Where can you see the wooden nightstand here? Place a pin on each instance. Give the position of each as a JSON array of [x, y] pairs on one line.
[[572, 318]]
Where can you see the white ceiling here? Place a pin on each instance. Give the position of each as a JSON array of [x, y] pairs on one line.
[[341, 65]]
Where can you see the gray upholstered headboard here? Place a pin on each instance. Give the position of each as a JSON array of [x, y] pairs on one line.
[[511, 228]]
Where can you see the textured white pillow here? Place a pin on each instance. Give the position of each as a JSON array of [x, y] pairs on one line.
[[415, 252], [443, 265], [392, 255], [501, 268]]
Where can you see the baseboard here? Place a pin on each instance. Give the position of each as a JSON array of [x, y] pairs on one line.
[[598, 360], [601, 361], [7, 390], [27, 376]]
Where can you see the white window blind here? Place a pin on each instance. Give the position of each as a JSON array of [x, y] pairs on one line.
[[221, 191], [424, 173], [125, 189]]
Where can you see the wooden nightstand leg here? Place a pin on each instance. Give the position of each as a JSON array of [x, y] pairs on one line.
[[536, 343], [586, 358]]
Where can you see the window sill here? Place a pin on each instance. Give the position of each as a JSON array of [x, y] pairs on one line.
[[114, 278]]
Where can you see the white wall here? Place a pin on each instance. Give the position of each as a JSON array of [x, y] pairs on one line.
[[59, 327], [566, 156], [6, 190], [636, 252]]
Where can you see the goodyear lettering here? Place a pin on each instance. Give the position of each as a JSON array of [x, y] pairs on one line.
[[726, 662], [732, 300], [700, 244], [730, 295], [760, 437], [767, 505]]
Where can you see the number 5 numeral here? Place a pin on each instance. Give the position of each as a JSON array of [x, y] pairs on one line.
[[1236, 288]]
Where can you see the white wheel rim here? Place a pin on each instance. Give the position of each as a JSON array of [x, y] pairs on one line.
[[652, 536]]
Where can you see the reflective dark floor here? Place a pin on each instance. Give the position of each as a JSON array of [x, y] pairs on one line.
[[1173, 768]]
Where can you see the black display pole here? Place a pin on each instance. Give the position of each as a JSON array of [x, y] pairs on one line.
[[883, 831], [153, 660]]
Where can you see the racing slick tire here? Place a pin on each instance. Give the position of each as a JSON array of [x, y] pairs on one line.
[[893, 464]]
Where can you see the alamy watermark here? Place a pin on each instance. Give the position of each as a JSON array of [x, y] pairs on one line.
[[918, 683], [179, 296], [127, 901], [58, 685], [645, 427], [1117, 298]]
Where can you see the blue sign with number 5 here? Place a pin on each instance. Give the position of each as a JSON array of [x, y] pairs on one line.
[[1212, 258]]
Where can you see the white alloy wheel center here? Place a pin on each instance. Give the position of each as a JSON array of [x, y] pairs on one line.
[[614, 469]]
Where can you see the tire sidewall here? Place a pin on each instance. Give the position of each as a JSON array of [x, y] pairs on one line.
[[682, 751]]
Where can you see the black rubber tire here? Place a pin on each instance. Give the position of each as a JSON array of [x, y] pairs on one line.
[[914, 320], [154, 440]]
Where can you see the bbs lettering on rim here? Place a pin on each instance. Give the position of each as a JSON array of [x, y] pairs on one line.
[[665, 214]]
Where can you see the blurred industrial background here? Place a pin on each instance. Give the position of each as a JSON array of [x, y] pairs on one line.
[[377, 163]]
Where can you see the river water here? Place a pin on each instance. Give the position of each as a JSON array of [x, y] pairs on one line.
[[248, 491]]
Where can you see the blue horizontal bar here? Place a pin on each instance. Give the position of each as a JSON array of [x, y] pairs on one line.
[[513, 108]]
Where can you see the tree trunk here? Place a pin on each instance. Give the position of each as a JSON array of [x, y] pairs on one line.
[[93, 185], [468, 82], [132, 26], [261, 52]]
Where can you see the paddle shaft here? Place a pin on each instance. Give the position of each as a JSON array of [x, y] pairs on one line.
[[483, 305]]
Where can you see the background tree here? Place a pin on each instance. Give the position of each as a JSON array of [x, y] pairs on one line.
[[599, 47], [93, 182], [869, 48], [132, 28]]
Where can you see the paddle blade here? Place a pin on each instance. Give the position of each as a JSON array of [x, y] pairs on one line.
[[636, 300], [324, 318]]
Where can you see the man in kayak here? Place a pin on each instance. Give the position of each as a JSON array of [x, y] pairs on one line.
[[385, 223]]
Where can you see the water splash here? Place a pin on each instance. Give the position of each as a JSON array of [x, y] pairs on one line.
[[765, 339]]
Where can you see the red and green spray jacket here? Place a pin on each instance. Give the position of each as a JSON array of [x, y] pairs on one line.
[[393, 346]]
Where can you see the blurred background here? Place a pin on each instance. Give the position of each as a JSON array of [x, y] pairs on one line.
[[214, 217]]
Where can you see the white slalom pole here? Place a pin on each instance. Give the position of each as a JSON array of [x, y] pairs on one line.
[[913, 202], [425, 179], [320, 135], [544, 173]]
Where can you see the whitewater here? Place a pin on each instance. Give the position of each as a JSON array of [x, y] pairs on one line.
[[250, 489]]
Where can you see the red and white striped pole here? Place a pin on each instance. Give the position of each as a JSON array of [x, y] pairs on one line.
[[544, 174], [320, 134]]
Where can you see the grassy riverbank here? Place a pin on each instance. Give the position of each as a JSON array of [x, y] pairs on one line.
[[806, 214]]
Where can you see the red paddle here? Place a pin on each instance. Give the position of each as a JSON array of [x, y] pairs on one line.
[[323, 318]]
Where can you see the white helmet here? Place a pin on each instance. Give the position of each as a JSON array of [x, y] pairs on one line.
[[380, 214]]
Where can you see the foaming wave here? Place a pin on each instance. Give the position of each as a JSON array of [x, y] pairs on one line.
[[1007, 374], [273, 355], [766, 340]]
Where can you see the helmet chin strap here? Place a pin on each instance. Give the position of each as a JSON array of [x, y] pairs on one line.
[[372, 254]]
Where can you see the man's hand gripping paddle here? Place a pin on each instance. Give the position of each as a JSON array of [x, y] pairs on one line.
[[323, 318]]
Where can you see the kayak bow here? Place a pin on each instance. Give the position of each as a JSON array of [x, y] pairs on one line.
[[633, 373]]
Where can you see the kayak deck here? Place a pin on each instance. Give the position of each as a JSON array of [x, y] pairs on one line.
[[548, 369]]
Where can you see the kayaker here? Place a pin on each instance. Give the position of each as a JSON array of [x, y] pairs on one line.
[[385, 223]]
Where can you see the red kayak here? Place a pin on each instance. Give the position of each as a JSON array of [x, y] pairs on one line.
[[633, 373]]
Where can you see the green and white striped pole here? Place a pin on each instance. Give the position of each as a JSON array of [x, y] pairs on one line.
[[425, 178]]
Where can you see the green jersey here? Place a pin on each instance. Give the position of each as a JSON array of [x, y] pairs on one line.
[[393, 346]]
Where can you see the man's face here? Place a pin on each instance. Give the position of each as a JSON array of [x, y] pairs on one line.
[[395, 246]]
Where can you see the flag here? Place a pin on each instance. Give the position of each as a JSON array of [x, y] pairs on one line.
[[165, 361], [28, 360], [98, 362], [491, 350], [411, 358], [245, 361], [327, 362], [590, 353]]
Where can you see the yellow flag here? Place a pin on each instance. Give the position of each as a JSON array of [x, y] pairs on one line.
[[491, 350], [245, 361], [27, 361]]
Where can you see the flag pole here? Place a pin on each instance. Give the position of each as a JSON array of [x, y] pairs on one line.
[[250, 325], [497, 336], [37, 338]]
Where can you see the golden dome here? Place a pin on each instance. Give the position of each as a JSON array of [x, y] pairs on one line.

-------------------------

Copie todas as linhas acima, do início ao fim, sem mudar nenhum caractere.

Where can you see the wooden nightstand here? Place a pin on each instance. Give the position of each as a JSON array of [x, y] pairs on one line.
[[572, 318]]
Where can you see the white ceiling here? Place a pin on each instance. Give the position of each as a JSON array of [x, y] pairs on one line.
[[341, 65]]
Where can you see the gray upholstered headboard here? Place a pin on each instance. Give the position of each as a JSON array of [x, y] pairs on one line.
[[511, 228]]
Where can you see the textured white pillow here? Place a pin on each instance. Give the position of each as a JSON array of [x, y] pairs on one line.
[[415, 252], [443, 265], [392, 255], [501, 268]]
Where can you see the baseboard here? Place a pin on each instance. Give the position of each as a JSON array of [x, y] pairs on one line.
[[598, 360], [601, 361], [7, 390], [27, 376]]
Where can you see the white window blind here? Place a pin on each instance. Give the position of each as a JSON array of [x, y] pairs on one line.
[[221, 191], [424, 173], [125, 189]]
Where can you see the wooden nightstand leg here? Place a pin on each instance. Give the position of each as a JSON array of [x, y] pairs on one line.
[[536, 343], [586, 358]]
Where can you see the window sill here? Place a pin on each instance. Give the position of each as a JSON array of [x, y] pairs on one line.
[[114, 278]]
Where can you see the white wall here? Place a pin on each instance. Give the position of each as a JSON array of [x, y] pairs on one line.
[[59, 327], [566, 156], [6, 190], [636, 252]]
Where can you see the goodyear lettering here? Place a pin on each instance. Give the position of each as a JSON array of [x, y] pairs on one line.
[[726, 662], [732, 300], [700, 244], [730, 295], [760, 437], [767, 505]]
Where can you see the number 5 numeral here? Place a pin on each instance. Give the position of each as a JSON array of [x, y] pairs on one line.
[[1236, 288]]
Where can you see the white wheel rim here? Place a pin on each instance. Give the position of each as a JSON array of [x, y] pairs on one line.
[[652, 536]]
Where can you see the reflective dark floor here? Place a pin on each instance. Give the position of each as a JSON array of [x, y] pairs on one line.
[[1173, 768]]
Where can you see the black display pole here? Place a pin on each instance. Give the position of each as a JSON array of [x, y] pairs on one line.
[[883, 831], [153, 660]]
Where can you see the racing slick tire here? Place a pin on each instance. Give the position of each as a JSON array of [x, y] pairs on one line.
[[893, 464]]
Where can you see the alamy watermark here? Place a pin on each instance. Give the position of each as a JSON array of [x, y] pairs on one line.
[[918, 683], [179, 296], [127, 901], [58, 685], [645, 427], [1117, 298]]
Where can you see the blue sign with number 5 here? Place a pin on each instance. Give the position of each as a JSON array of [x, y] pairs on one line.
[[1212, 258]]
Where can you see the white alloy wheel center here? Place a pin on each instance. Give the position of each as a JSON array of [x, y] pairs on one line.
[[614, 469]]
Where can you see the tire sidewall here? Place a pin on each instance. Give the position of each as a JSON array of [x, y] pairs on one line.
[[682, 751]]
Where can you see the black rubber tire here? Place a pin on each instance. Give the position of each as a JSON array of [x, y] pairs on one line.
[[914, 320], [154, 440]]
Where can you see the bbs lettering on rim here? Place a pin on each instance. Give the position of each as a JSON array of [x, y] pairs on one line.
[[665, 214]]
Where can you see the blurred industrial background here? Place a pin on each instance. Give the position of each as a JSON array of [x, y] pairs on one line.
[[377, 163]]
Where can you see the river water here? Place a pin on each instance. Give the position of each as a JSON array of [x, y] pairs on one line.
[[248, 491]]
Where can you see the blue horizontal bar here? Place a pin on each instance. Give the position of each as a JSON array of [x, y] pairs on one line.
[[513, 108]]
Where can you see the tree trunk here? Place a pin on each instance. Give the position of each as a JSON array of [x, y] pairs on one line.
[[93, 185], [468, 82], [132, 26], [261, 52]]
Where can you see the paddle shaft here? Place a pin on each instance. Give the position of each as a JSON array of [x, y] pairs on one line.
[[483, 305]]
Where can you see the background tree here? Place a pin on each instance. Give the position of each as a JSON array of [x, y] pairs on one line.
[[599, 47], [93, 182], [869, 48], [132, 28]]
Where can you see the paddle blade here? Place a pin on each instance. Give the position of each as a JSON array of [x, y] pairs on one line.
[[636, 300], [324, 318]]
Where can you see the man in kayak here? Place a pin on each instance. Give the position of each as a JSON array of [x, y] pairs on one line.
[[385, 223]]
Where can you see the water splash here? Place a pin on each instance. Give the position of each as a JSON array of [x, y] pairs on one line.
[[765, 339]]
Where can you see the red and green spray jacket here? Place a pin on each instance. Give the position of each as a JSON array of [x, y] pairs on one line.
[[393, 346]]
Where can you see the blurred background here? Place a pin on each instance. Give the position of each as a JSON array of [x, y] pairs on one line.
[[214, 217]]
Where can you see the white slalom pole here? Place a pin on each instance. Give the position of each as a JSON array of [x, y] pairs on one line.
[[913, 202], [425, 179], [320, 135], [544, 173]]
Where can you see the whitewater here? Place a pin on each instance. Give the position of each as a JSON array of [x, y] pairs on one line.
[[250, 489]]
Where can you see the red and white striped pole here? Place a pin on each instance. Give the position of each as a JSON array of [x, y] pairs on one line.
[[544, 174], [320, 134]]
Where can you see the grassy riverbank here? Place a pin on each instance. Give the position of each as a JSON array of [x, y] pairs on one line.
[[806, 214]]
Where can you see the red paddle here? Place a pin on each instance. Give the position of each as a JSON array of [x, y] pairs on one line.
[[323, 318]]
Where can you see the white helmet here? Place a pin on each instance. Give the position of each as a JSON array of [x, y] pairs on one line.
[[380, 214]]
Where can you see the foaming wave here? Place a pin on each instance. Give the position of each as a JSON array of [x, y] pairs on one line.
[[1007, 374], [273, 355], [766, 340]]
Where can you see the helmet chin strap here? Place a pin on each instance. Give the position of each as a JSON array of [x, y] pairs on one line.
[[372, 254]]
Where can you see the man's hand gripping paddle here? Place a pin on each instance. Give the position of each as a JSON array of [x, y] pairs on one line.
[[323, 318]]
Where can you see the kayak bow here? Place a pin on each instance. Give the position of each as a JSON array of [x, y] pairs on one line.
[[633, 373]]
Where can you see the kayak deck here? Place a pin on each instance. Give the position of each as a JSON array of [x, y] pairs on one line.
[[548, 369]]
Where can you see the kayaker here? Place a pin on each instance. Give the position of each as a JSON array of [x, y] pairs on one line.
[[385, 223]]
Where can you see the red kayak here? Place a pin on each instance. Give the position of each as a JSON array of [x, y] pairs on one line.
[[633, 373]]
Where can you see the green and white striped pole here? Place a pin on each instance. Give the position of each as a JSON array of [x, y] pairs on one line.
[[425, 178]]
Where can you see the green jersey here? Place a pin on each instance. Give the position of each as a JSON array of [x, y] pairs on one line.
[[393, 346]]
Where can you see the man's face here? Place a pin on each instance. Give the position of each as a JSON array of [x, y] pairs on one line.
[[395, 246]]
Where can you see the flag here? Place a pin on each instance. Give the position of each as a JSON array of [x, y] pairs on one line.
[[165, 361], [28, 360], [98, 362], [491, 350], [411, 358], [245, 361], [327, 362], [590, 353]]
Where can you see the yellow flag here? Place a pin on each instance. Give the position of each as a JSON array of [x, y] pairs on one line.
[[491, 350], [245, 361], [27, 361]]
Where can you see the flag pole here? Place a pin on each instance. Give the position of each as a JSON array of [x, y] pairs on one line.
[[250, 325], [497, 336], [37, 338]]
Where can you see the golden dome here? Place a pin on each instance. Give the position of each as a JSON array of [x, y] pairs on one line.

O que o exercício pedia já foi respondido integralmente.